▶ _Data for processing_
================

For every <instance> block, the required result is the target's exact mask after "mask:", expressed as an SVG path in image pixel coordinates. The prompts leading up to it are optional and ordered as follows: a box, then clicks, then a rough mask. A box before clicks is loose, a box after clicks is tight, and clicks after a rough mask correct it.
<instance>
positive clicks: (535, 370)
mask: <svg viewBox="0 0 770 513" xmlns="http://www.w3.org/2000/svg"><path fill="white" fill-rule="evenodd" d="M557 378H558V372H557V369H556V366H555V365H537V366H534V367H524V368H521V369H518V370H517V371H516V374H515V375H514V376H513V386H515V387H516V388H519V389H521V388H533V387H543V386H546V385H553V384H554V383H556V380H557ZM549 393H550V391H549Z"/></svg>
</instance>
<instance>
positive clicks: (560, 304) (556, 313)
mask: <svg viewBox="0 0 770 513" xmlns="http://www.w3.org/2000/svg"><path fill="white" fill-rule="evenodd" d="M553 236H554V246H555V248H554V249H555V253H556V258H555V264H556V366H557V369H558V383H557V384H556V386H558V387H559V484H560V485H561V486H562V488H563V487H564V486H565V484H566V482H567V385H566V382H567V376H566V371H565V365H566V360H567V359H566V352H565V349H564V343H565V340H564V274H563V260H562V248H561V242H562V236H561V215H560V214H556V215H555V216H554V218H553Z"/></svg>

================

▶ _Exercise brief_
Reproduce all of the material above with "positive clicks" swapped for "foreground clicks" wherever it occurs, changing nothing else.

▶ _Problem solution_
For every <instance> block, the required result is the target's exact mask after "mask:", expressed as an SVG path in image pixel coordinates. The prompts leading up to it are optional and ordered as follows: a box, then clicks, then a rough mask. A box before clicks is loose, a box after clicks is tight, and clicks after a rough mask correct it.
<instance>
foreground clicks: (535, 370)
mask: <svg viewBox="0 0 770 513" xmlns="http://www.w3.org/2000/svg"><path fill="white" fill-rule="evenodd" d="M557 378H558V372H557V369H556V366H555V365H537V366H534V367H524V368H521V369H518V370H517V371H516V374H515V375H514V376H513V386H515V387H516V388H519V389H521V388H533V387H543V386H546V385H553V384H554V383H556V380H557ZM549 393H550V391H549Z"/></svg>
</instance>
<instance>
foreground clicks: (560, 304) (556, 313)
mask: <svg viewBox="0 0 770 513" xmlns="http://www.w3.org/2000/svg"><path fill="white" fill-rule="evenodd" d="M553 236H554V246H555V248H554V249H555V253H556V258H555V264H556V366H557V369H558V383H557V384H556V386H558V387H559V484H560V485H561V486H562V488H563V487H564V486H565V484H566V482H567V385H566V382H567V376H566V371H565V365H566V360H567V359H566V352H565V349H564V343H565V340H564V274H563V260H562V248H561V242H562V236H561V215H560V214H556V215H555V216H554V218H553Z"/></svg>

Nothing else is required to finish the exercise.